Recorded data:
________

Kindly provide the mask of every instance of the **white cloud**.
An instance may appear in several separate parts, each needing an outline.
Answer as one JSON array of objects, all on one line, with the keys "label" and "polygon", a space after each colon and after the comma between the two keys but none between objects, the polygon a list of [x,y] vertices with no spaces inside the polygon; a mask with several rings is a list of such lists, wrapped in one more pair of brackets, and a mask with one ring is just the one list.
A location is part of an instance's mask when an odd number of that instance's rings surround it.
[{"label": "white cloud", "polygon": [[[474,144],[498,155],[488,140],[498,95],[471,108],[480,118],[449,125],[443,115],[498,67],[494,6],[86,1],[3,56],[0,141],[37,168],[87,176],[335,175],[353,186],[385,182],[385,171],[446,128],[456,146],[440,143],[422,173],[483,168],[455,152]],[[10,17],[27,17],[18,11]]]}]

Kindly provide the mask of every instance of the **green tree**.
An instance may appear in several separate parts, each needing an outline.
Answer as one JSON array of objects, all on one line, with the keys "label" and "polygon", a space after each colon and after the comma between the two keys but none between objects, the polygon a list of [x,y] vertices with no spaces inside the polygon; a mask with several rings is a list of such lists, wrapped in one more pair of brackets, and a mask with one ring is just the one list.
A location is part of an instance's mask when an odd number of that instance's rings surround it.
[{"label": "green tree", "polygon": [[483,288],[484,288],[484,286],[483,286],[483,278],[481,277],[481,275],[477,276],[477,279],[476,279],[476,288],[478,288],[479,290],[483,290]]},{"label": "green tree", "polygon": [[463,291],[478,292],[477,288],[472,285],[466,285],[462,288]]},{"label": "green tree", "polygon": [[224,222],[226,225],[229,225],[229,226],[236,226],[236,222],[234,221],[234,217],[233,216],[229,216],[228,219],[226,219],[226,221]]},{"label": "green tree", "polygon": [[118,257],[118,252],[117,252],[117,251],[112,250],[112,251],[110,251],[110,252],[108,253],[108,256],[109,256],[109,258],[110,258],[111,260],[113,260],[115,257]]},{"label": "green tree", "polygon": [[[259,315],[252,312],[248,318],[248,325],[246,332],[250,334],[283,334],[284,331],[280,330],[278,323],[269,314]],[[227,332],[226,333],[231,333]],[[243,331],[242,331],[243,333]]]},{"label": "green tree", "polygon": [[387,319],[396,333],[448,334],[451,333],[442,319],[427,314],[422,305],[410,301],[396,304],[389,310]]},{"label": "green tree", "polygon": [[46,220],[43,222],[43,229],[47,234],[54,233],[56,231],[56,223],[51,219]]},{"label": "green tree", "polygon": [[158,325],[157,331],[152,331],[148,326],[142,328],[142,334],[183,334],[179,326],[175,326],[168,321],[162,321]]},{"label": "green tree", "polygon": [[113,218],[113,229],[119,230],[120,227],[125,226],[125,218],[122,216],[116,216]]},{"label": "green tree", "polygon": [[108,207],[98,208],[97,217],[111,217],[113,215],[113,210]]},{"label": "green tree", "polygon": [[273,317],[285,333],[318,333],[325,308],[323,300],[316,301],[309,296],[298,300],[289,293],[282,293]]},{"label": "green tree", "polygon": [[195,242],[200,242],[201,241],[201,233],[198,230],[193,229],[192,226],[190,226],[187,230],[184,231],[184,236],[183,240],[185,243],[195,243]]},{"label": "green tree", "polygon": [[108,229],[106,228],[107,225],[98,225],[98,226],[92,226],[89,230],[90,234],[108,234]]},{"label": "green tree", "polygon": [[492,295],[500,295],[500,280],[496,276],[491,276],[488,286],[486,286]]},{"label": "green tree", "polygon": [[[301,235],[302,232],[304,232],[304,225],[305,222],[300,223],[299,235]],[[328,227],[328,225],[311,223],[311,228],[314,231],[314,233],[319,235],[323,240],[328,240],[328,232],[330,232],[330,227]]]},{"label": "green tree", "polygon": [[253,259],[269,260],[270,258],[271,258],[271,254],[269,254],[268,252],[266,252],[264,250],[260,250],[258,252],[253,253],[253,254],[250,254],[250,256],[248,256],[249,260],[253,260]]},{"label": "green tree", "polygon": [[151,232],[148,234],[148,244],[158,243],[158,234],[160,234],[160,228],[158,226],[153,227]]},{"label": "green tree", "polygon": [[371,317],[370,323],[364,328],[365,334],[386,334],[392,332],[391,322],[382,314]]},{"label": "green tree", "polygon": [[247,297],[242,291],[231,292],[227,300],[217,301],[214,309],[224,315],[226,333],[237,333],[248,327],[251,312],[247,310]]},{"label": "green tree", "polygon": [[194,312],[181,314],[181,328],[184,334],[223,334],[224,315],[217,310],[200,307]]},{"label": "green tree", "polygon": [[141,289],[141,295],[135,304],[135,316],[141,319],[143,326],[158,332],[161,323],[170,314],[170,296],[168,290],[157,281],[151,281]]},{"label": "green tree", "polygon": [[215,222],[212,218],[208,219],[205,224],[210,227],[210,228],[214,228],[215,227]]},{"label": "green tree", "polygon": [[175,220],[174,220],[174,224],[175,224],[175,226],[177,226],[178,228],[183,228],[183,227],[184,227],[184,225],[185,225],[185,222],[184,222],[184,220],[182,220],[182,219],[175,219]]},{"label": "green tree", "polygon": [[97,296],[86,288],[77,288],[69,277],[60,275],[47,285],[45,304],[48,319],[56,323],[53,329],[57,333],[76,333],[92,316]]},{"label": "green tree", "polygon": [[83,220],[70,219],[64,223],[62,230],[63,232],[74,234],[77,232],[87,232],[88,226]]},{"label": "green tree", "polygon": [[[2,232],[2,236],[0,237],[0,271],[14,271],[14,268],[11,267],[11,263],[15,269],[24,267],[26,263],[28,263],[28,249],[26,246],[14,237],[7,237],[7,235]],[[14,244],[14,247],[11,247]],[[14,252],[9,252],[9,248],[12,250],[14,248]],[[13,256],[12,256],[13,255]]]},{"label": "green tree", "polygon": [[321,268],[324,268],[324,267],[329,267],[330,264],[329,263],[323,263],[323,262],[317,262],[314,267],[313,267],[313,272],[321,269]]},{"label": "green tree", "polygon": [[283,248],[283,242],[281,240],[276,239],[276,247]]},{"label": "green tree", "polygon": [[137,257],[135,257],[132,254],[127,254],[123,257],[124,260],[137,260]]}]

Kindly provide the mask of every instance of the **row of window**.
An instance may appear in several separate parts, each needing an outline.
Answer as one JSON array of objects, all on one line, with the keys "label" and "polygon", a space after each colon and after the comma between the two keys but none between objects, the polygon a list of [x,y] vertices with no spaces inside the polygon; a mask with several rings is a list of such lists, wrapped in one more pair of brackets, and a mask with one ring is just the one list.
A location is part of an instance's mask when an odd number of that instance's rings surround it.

________

§ **Activity**:
All the lines above need to be retyped exactly, with nothing left out.

§ **Output below**:
Kindly provide the mask of every instance of the **white cloud**.
An instance may appear in several separate parts, each needing an outline.
Answer as one JSON array of objects, all on one line, with the keys "label" and "polygon", a space after each colon and after the comma between the two keys but none between objects, the polygon a list of [x,y] vertices with no spaces inside the polygon; a mask with several rings is a list of such lists, wrapped in one more pair of brackets, and a mask with one ring is just the one list.
A location is part of an instance's mask when an odd number of that instance's rings surround it.
[{"label": "white cloud", "polygon": [[[474,144],[498,155],[488,140],[498,95],[471,108],[480,118],[449,125],[443,115],[498,67],[494,6],[86,1],[3,56],[0,141],[37,168],[87,176],[335,175],[353,186],[385,182],[385,171],[446,128],[456,146],[440,143],[422,173],[483,168],[455,152]],[[10,17],[27,17],[18,11]]]}]

Kindly provide the mask of every instance of the **green tree**.
An instance may appear in several separate parts, each needing an outline.
Answer as one JSON array of objects, all on one line, with the keys "label" and "polygon", a space after each colon and after the comma between the two keys but none between objects, the polygon a list of [x,y] vertices with no spaces inside the polygon; a mask with several rings is a list of such lists, wrapped in one more pair of brackets, and a mask with one ring is just the one list.
A location is part of an instance's mask when an odd number of that instance's rings surround it.
[{"label": "green tree", "polygon": [[483,288],[484,288],[484,286],[483,286],[483,278],[481,277],[481,275],[477,276],[477,279],[476,279],[476,288],[478,288],[479,290],[483,290]]},{"label": "green tree", "polygon": [[463,291],[478,292],[477,288],[472,285],[466,285],[462,288]]},{"label": "green tree", "polygon": [[224,222],[226,225],[229,225],[229,226],[236,226],[236,222],[234,221],[234,217],[233,216],[229,216],[228,219],[226,219],[226,221]]},{"label": "green tree", "polygon": [[118,257],[118,252],[117,252],[117,251],[112,250],[112,251],[110,251],[110,252],[108,253],[108,256],[109,256],[109,258],[110,258],[111,260],[113,260],[115,257]]},{"label": "green tree", "polygon": [[[259,315],[252,312],[248,318],[248,325],[246,332],[250,334],[283,334],[284,331],[280,330],[278,323],[269,314]],[[227,332],[226,333],[231,333]],[[243,331],[242,331],[243,333]]]},{"label": "green tree", "polygon": [[387,319],[396,333],[448,334],[451,333],[442,319],[427,314],[422,305],[410,301],[396,304],[389,310]]},{"label": "green tree", "polygon": [[46,220],[43,222],[43,229],[47,234],[54,233],[56,231],[56,223],[51,219]]},{"label": "green tree", "polygon": [[158,325],[157,331],[152,331],[148,326],[142,328],[142,334],[183,334],[179,326],[175,326],[168,321],[162,321]]},{"label": "green tree", "polygon": [[113,218],[113,229],[119,230],[120,227],[125,226],[125,218],[122,216],[116,216]]},{"label": "green tree", "polygon": [[108,207],[98,208],[97,217],[111,217],[113,215],[113,210]]},{"label": "green tree", "polygon": [[273,317],[285,333],[318,333],[325,308],[323,300],[316,301],[309,296],[298,300],[289,293],[282,293]]},{"label": "green tree", "polygon": [[195,242],[200,242],[201,241],[201,233],[198,230],[193,229],[192,226],[190,226],[187,230],[184,231],[184,236],[183,240],[185,243],[195,243]]},{"label": "green tree", "polygon": [[108,229],[106,228],[107,225],[98,225],[98,226],[92,226],[89,230],[90,234],[108,234]]},{"label": "green tree", "polygon": [[492,295],[500,295],[500,280],[496,276],[491,276],[488,286],[486,286]]},{"label": "green tree", "polygon": [[[301,235],[302,232],[304,232],[304,225],[305,222],[300,223],[299,235]],[[328,227],[328,225],[311,223],[311,228],[314,231],[314,233],[319,235],[323,240],[328,240],[328,232],[330,232],[330,227]]]},{"label": "green tree", "polygon": [[253,259],[269,260],[270,258],[271,258],[271,254],[269,254],[268,252],[266,252],[264,250],[260,250],[258,252],[253,253],[253,254],[250,254],[250,256],[248,256],[249,260],[253,260]]},{"label": "green tree", "polygon": [[151,232],[148,234],[148,244],[158,243],[158,234],[160,234],[160,228],[158,226],[153,227]]},{"label": "green tree", "polygon": [[371,317],[370,323],[364,328],[365,334],[386,334],[392,332],[391,322],[382,314]]},{"label": "green tree", "polygon": [[247,297],[242,291],[231,292],[227,300],[217,301],[214,309],[224,315],[226,333],[237,333],[248,327],[251,312],[247,310]]},{"label": "green tree", "polygon": [[194,312],[181,314],[181,328],[184,334],[223,334],[224,315],[217,310],[200,307]]},{"label": "green tree", "polygon": [[141,289],[141,295],[135,304],[135,316],[141,319],[143,326],[158,332],[161,323],[170,314],[170,296],[168,290],[157,281],[151,281]]},{"label": "green tree", "polygon": [[215,222],[212,218],[208,219],[205,224],[210,227],[210,228],[214,228],[215,227]]},{"label": "green tree", "polygon": [[175,220],[174,220],[174,224],[175,224],[175,226],[177,226],[178,228],[183,228],[183,227],[184,227],[184,225],[185,225],[185,222],[184,222],[184,220],[182,220],[182,219],[175,219]]},{"label": "green tree", "polygon": [[97,296],[86,288],[77,288],[69,277],[60,275],[47,285],[45,304],[48,319],[56,323],[53,329],[57,333],[76,333],[92,316]]},{"label": "green tree", "polygon": [[83,220],[70,219],[64,223],[62,230],[63,232],[74,234],[77,232],[87,232],[88,226]]},{"label": "green tree", "polygon": [[[2,232],[2,236],[0,237],[0,271],[14,271],[14,268],[11,267],[11,263],[15,269],[24,267],[26,263],[28,263],[28,249],[26,246],[14,237],[7,237],[7,235]],[[14,244],[14,247],[11,247]],[[14,252],[9,252],[9,248],[12,250],[14,248]],[[13,256],[12,256],[13,255]]]},{"label": "green tree", "polygon": [[321,268],[324,268],[324,267],[329,267],[330,264],[329,263],[323,263],[323,262],[317,262],[314,267],[313,267],[313,272],[321,269]]},{"label": "green tree", "polygon": [[283,248],[283,242],[281,240],[276,239],[276,247]]},{"label": "green tree", "polygon": [[137,257],[135,257],[132,254],[127,254],[123,257],[124,260],[137,260]]}]

Kindly provide the mask of every instance of the **row of window**.
An instance may appear in several separate parts, each needing an outline.
Answer as one JSON array of objects, all on one line, with the keys "label" and "polygon", a space after each colon and after the comma between the two keys but none between objects, the polygon a list of [x,y] vertices with no spaces inside the polygon; a mask with several rings is a list of such lists, wrapped in one more pair of brackets, and a mask with one ring is just the one list.
A location is part of an instance's mask when an odd number of that instance's rings surround it.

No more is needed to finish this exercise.